Reproduce the records below in full and word for word, excluding pictures.

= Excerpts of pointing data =

···

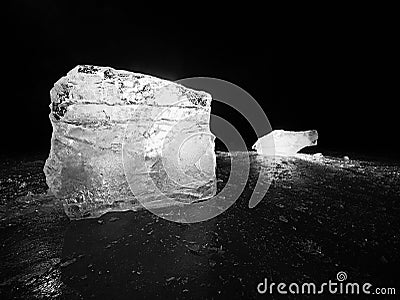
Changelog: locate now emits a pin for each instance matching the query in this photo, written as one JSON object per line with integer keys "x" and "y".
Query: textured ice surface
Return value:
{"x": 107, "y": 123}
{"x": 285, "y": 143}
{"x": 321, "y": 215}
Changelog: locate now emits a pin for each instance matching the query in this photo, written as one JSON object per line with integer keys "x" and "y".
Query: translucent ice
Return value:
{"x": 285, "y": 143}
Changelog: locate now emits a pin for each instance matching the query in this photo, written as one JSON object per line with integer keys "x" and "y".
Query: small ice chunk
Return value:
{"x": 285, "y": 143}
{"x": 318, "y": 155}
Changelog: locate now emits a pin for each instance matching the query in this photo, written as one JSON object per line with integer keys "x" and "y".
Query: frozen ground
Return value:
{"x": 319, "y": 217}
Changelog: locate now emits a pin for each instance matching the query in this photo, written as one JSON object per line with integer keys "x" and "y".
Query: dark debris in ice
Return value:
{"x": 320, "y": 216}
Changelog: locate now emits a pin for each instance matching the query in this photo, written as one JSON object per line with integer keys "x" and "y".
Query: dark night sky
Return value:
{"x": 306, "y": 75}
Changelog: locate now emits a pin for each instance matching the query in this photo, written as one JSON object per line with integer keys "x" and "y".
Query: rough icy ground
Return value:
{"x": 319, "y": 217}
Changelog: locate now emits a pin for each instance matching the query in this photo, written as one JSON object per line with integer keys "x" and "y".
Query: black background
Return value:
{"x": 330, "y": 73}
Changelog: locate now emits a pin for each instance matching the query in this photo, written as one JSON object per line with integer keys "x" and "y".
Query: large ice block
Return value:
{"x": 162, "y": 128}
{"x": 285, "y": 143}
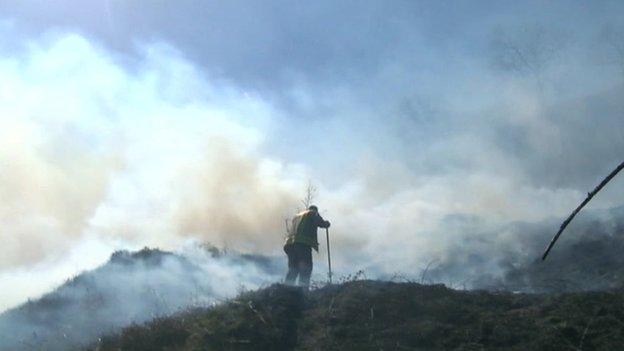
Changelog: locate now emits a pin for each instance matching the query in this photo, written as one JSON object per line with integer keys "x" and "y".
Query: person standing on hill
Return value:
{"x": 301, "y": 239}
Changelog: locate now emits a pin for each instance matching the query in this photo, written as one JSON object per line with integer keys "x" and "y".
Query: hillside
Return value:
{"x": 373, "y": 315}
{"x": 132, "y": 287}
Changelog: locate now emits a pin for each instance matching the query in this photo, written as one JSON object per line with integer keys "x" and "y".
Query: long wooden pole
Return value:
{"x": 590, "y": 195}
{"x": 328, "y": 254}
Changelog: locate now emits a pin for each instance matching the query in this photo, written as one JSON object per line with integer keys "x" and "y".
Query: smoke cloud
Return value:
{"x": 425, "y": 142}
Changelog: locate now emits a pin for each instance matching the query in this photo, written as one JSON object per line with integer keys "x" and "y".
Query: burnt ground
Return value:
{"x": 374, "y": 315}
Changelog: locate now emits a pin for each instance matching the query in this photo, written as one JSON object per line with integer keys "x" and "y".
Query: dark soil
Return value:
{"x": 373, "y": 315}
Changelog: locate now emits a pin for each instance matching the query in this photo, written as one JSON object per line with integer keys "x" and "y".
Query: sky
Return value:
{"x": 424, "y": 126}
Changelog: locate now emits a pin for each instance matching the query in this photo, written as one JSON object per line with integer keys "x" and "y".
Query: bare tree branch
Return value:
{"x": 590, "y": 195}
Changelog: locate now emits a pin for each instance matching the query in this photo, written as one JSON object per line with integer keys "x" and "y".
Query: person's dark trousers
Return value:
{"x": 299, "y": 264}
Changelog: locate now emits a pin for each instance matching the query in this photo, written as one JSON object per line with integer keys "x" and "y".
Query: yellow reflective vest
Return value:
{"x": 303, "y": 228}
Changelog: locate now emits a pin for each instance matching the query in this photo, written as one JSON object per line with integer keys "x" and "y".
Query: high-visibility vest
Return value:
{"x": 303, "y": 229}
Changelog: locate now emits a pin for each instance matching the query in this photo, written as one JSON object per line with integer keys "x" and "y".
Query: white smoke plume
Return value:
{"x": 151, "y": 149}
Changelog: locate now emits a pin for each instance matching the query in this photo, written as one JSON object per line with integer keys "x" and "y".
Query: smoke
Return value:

···

= SOLUTION =
Changelog: locate now emits a pin for each instance matching the query in this photo, written as one JSON object per line with integer keys "x" and "y".
Query: textured ice surface
Return value:
{"x": 107, "y": 123}
{"x": 285, "y": 143}
{"x": 321, "y": 215}
Changelog: locate now emits a pin for each instance matching the query in this photo, written as one JSON object per line with integer keys "x" and "y".
Query: translucent ice
Return value:
{"x": 285, "y": 143}
Changelog: locate now emits a pin for each instance matching the query in this photo, written as one JSON object per line with integer keys "x" and "y".
Query: small ice chunk
Return value:
{"x": 285, "y": 143}
{"x": 318, "y": 155}
Changelog: locate now emits a pin for each instance matching the query in this photo, written as one JSON object per line with integer keys "x" and "y".
Query: frozen ground
Return value:
{"x": 319, "y": 217}
Changelog: locate now emits a pin for each instance matching the query in this photo, written as one JSON object per line with integer keys "x" and "y".
Query: dark debris in ice
Return value:
{"x": 320, "y": 216}
Changelog: locate now emits a pin for each instance matching the query in this photo, written as one JSON object per line with integer keys "x" and "y".
Query: dark night sky
Return value:
{"x": 306, "y": 75}
Changelog: locate now emits a pin for each instance matching the query in this photo, written as one JSON object per line with integer keys "x" and "y".
Query: rough icy ground
Return value:
{"x": 319, "y": 217}
Changelog: locate now emits a pin for each instance matching the query in this photo, written as one JSON object per line with integer keys "x" and "y".
Query: black background
Return value:
{"x": 330, "y": 73}
Changelog: locate now emits a pin for each instance matching the query in this photo, written as one JSON object per line with integer keys "x" and "y".
Query: large ice block
Return value:
{"x": 162, "y": 128}
{"x": 285, "y": 143}
Changelog: locate now emits a pin for each instance matching the query in this photo, written as one JSON object per line with integer keys "x" and "y".
Query: person standing on hill
Return value:
{"x": 301, "y": 239}
Changelog: locate now emits a pin for each instance matching the query in this photo, written as one JSON object per line with integer keys "x" and "y".
Query: hillside
Return value:
{"x": 373, "y": 315}
{"x": 132, "y": 287}
Changelog: locate now emits a pin for each instance matching the query in this photo, written as one JSON object per line with integer keys "x" and "y".
Query: long wooden pole
Return value:
{"x": 590, "y": 195}
{"x": 328, "y": 254}
Changelog: locate now emits a pin for each instance matching the query in this photo, written as one JSON object per line with integer keys "x" and "y".
Query: smoke cloud
Return value:
{"x": 425, "y": 142}
Changelog: locate now emits a pin for each instance matching the query in this photo, written as one JSON object per line with integer keys "x" and "y".
Query: burnt ground
Return value:
{"x": 374, "y": 315}
Changelog: locate now emits a pin for each instance matching the query in this photo, written as one JSON object per line with integer keys "x" and "y".
Query: dark soil
Return value:
{"x": 373, "y": 315}
Changelog: locate now emits a pin for each instance matching the query in this photo, written as one JSON object per line with integer keys "x" and "y".
Query: sky
Return value:
{"x": 424, "y": 126}
Changelog: locate now emits a pin for each instance matching the query in this photo, written as one JSON object per line with integer keys "x" and "y".
Query: bare tree branch
Return value:
{"x": 590, "y": 195}
Changelog: locate now emits a pin for each instance matching the query in this photo, written as one JSON object per line with integer keys "x" and "y".
Query: person's dark trousers
Return value:
{"x": 299, "y": 264}
Changelog: locate now emits a pin for each instance matching the query in this photo, written as one JSON object per line with integer keys "x" and "y".
Query: yellow reflective vest
Return value:
{"x": 303, "y": 228}
Changelog: locate now emits a pin for each instance matching the query in this photo, written as one JSON object per line with integer keys "x" and "y".
Query: high-visibility vest
Return value:
{"x": 303, "y": 229}
Changelog: locate now emits a pin for each instance matching the query in this photo, written as one JSON object per line with integer keys "x" and "y".
Query: white smoke plume
Return value:
{"x": 151, "y": 149}
Changelog: locate now emits a pin for each instance matching the query in this photo, written as one JSON object per line with integer keys "x" and "y".
Query: smoke
Return value:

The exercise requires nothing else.